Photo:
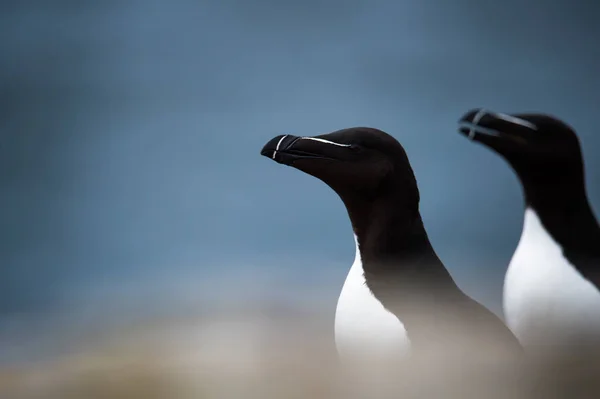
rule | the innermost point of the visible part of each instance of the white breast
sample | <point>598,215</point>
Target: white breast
<point>545,298</point>
<point>363,327</point>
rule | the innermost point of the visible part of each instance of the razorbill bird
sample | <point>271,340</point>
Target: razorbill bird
<point>398,297</point>
<point>551,288</point>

TASK DETAILS =>
The records must appear again word for word, though none of their pictures should.

WRITTEN REPLY =>
Photo:
rule | the innermost point of the visible part of each instance of the white breast
sample | <point>598,215</point>
Target: white breast
<point>545,298</point>
<point>363,327</point>
rule | the innermost point of the visible part of each instance of the razorbill bird
sample | <point>271,340</point>
Target: razorbill bird
<point>398,297</point>
<point>551,288</point>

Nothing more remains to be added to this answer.